## The request:
Starting with the line containing "You are given a photograph. For the man's" and going on through the end of the data, switch "navy suit" to "dark blue suit" and give those lines again with everything else unchanged.

## Provided records:
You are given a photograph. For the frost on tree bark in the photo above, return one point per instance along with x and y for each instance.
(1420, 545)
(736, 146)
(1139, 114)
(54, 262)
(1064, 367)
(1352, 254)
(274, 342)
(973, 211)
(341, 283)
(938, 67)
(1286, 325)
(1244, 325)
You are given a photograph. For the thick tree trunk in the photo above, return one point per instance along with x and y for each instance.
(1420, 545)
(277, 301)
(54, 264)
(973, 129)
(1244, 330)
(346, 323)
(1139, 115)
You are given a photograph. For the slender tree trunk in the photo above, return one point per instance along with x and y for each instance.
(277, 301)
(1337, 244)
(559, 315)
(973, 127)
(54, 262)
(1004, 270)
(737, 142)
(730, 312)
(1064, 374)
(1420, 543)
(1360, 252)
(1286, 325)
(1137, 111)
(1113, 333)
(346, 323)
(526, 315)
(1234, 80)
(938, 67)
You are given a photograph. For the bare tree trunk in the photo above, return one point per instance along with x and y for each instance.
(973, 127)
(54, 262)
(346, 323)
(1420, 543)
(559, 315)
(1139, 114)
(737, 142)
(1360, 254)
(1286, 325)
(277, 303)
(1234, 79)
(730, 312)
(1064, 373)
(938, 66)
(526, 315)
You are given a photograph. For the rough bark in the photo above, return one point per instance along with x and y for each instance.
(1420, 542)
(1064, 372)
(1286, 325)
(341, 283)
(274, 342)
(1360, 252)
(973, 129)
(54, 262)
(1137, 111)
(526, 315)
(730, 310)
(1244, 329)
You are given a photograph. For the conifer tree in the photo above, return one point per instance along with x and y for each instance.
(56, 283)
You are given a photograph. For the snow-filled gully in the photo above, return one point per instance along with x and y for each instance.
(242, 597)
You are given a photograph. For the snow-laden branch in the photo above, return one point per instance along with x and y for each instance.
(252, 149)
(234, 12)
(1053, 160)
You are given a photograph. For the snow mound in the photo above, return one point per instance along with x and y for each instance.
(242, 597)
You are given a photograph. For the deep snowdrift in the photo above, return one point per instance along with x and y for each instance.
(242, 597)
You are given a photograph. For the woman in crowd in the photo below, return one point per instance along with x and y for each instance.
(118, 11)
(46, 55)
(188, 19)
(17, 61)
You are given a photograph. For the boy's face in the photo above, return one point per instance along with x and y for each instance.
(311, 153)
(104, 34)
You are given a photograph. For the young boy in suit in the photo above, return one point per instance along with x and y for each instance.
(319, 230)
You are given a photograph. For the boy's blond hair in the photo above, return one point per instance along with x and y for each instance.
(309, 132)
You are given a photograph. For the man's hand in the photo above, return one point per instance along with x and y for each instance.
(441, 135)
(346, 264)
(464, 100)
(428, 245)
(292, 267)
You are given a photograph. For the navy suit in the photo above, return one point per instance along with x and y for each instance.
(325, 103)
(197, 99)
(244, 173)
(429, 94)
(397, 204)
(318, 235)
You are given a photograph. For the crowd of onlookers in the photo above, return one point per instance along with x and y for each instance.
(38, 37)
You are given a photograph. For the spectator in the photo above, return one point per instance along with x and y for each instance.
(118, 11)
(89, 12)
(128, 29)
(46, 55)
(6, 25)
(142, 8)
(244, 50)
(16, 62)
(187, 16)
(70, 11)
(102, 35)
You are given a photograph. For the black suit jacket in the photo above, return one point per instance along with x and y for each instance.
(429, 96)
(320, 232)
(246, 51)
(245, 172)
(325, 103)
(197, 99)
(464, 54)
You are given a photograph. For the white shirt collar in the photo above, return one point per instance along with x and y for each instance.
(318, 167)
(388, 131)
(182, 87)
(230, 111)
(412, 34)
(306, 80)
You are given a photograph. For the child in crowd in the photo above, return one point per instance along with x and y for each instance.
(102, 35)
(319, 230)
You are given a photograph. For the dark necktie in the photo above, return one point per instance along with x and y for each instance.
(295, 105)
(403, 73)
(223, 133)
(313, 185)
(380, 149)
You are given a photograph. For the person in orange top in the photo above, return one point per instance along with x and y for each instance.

## Correct result:
You are given a photograph. For the man's hand in the photo above, return one point per instance along with x and y for each instance.
(441, 135)
(346, 264)
(464, 100)
(428, 245)
(292, 267)
You are given a photograph. For the dark blue suit in the photo above, return one point per instance along with x and y for each instance.
(325, 103)
(197, 99)
(244, 173)
(429, 94)
(397, 204)
(318, 235)
You are given a photograph. For the crowd of onlookers in the photo above, return one point per instance along with x and y for each instance.
(38, 37)
You are given a photograph. For the spectator in the photo above, return one point per instance along with x and y for each instance.
(118, 11)
(89, 12)
(128, 29)
(46, 55)
(6, 25)
(142, 8)
(244, 50)
(16, 62)
(187, 16)
(70, 11)
(102, 35)
You are given a photograph. For the black suit jacket in the photo above, return one point per instance along with x and y for each instance.
(429, 96)
(320, 232)
(246, 51)
(245, 172)
(325, 103)
(197, 99)
(464, 54)
You are given a photograph. For the white shirt collar in the photo above, return one point per instance along with x and y for each instance.
(318, 167)
(388, 131)
(182, 87)
(230, 111)
(412, 34)
(306, 80)
You are given a photograph. For the child in crowd in the photo above, return one point per instance along with x and y for each instance.
(102, 35)
(319, 230)
You are given a photograph. For the dark necktie in the photo above, return one point per instance along with x and y for each instance.
(295, 105)
(403, 73)
(223, 133)
(313, 185)
(380, 149)
You are given a photograph. For the person in orange top in the photo above, return one point per instance along with x and y for each instance.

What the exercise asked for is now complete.